* Leestekst
Onderzoek laat zien dat patiënten met kanker behoefte hebben aan ondersteunende c.q. palliatieve zorg, maar dat deze zorg vaak onvoldoende wordt geleverd [Beernaert 2013, Gardiner 2010, Gore 2000, Joshi 2012]. In de literatuur wordt ook het belang van naastenbegeleiding benadrukt [Gardiner 2010].
Er is geen specifieke literatuur gevonden over ondersteunende zorg bij patiënten met kanker en pijn.

Er zijn aanwijzingen dat patiënten met pijn bij kanker onvoldoende ondersteuning door professionele zorgverleners ervaren.
[Beernaert 2013, Gardiner 2010, Gore 2000, Joshi 2012]

Lotgenotencontact kan voor een deel van de patiënten met pijn een belangrijke rol spelen door de herkenning en erkenning van gevoelens en ervaringen. Patiënten met kanker kunnen bij de Nederlandse Federatie van Kankerpatienten organisaties (https://nfk.nl/) terecht. Ter ondersteuning van de patiënt kan een scala aan zorgverleners worden ingeschakeld: anesthesioloog/pijnbestrijder c.q. pijnteam, gespecialiseerd verpleegkundigen of verpleegkundig specialisten, fysiotherapeuten, ergotherapeuten, apothekers, maatschappelijk werkende, psychologen, geestelijk verzorgers en/of vrijwilligers. In het hoofdstuk Niet-medicamenteuze behandeling wordt besproken welke interventies in welke situatie zinvol zijn. Die informatie, in combinatie met de wensen van de patiënt en naasten en de lokale mogelijkheden, bepaalt welke ondersteunende zorg wordt ingeschakeld.

Vastgelegde gegevens
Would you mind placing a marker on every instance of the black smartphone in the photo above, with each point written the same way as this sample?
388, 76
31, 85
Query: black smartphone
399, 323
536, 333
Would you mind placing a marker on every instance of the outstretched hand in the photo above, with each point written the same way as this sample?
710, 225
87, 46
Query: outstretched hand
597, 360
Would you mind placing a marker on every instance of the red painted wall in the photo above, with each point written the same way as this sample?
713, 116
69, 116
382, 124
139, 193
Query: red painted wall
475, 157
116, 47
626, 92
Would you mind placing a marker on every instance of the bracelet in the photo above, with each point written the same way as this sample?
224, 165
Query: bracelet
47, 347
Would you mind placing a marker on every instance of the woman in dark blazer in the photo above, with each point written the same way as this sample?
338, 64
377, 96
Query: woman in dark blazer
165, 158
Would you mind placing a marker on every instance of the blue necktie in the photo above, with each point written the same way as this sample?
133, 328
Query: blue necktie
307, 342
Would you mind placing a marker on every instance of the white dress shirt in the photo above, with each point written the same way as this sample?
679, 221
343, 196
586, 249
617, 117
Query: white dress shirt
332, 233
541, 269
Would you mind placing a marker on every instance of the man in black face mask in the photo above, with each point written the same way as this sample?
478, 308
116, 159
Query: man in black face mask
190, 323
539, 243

* Opdracht 1
Schrijf uit de tekst over ondersteunende zorg bij kanker en pijn het stuk over dat begint met "Onderzoek laat zien" en doorloopt tot en met "professionele zorgverleners ervaren.".
* Opdracht 2
Bij welke organisatie kunnen patiënten met kanker volgens de tekst over ondersteunende zorg bij kanker en pijn terecht?
* Opdracht 3
Ga verder met de tekst over ondersteunende zorg bij kanker en pijn, vanaf het punt waar die ophoudt.

* Antwoord 1
Onderzoek laat zien dat patiënten met kanker behoefte hebben aan ondersteunende c.q. palliatieve zorg, maar dat deze zorg vaak onvoldoende wordt geleverd [Beernaert 2013, Gardiner 2010, Gore 2000, Joshi 2012]. In de literatuur wordt ook het belang van naastenbegeleiding benadrukt [Gardiner 2010].
Er is geen specifieke literatuur gevonden over ondersteunende zorg bij patiënten met kanker en pijn.

Er zijn aanwijzingen dat patiënten met pijn bij kanker onvoldoende ondersteuning door professionele zorgverleners ervaren.

* Antwoord 2
Bij de Nederlandse Federatie van Kankerpatienten organisaties (https://nfk.nl/).

* Antwoord 3
Ondersteuning van de mantelzorg is ook van groot belang [IKNL/Palliactief 2017, zie ook richtlijn Mantelzorg).

Het Kwaliteitskader palliatieve zorg Nederland [IKNL/Palliactief 2017] hanteert de volgende standaard t.a.v. interdisciplinaire zorg:

  • De multidimensionele benadering van de patiënt en zijn zorgvragen in de palliatieve fase vraagt om kennis en betrokkenheid van meerdere disciplines die in een interdisciplinair werkend team verenigd zijn. Dit team wordt gevormd door zorgverleners en vrijwilligers in nauwe samenwerking met de patiënt en diens naasten.

Zo nodig kan de patiënt worden verwezen naar een pijnteam of kan advies gevraagd worden bij een palliatief team (via IKNL of eigen ziekenhuis).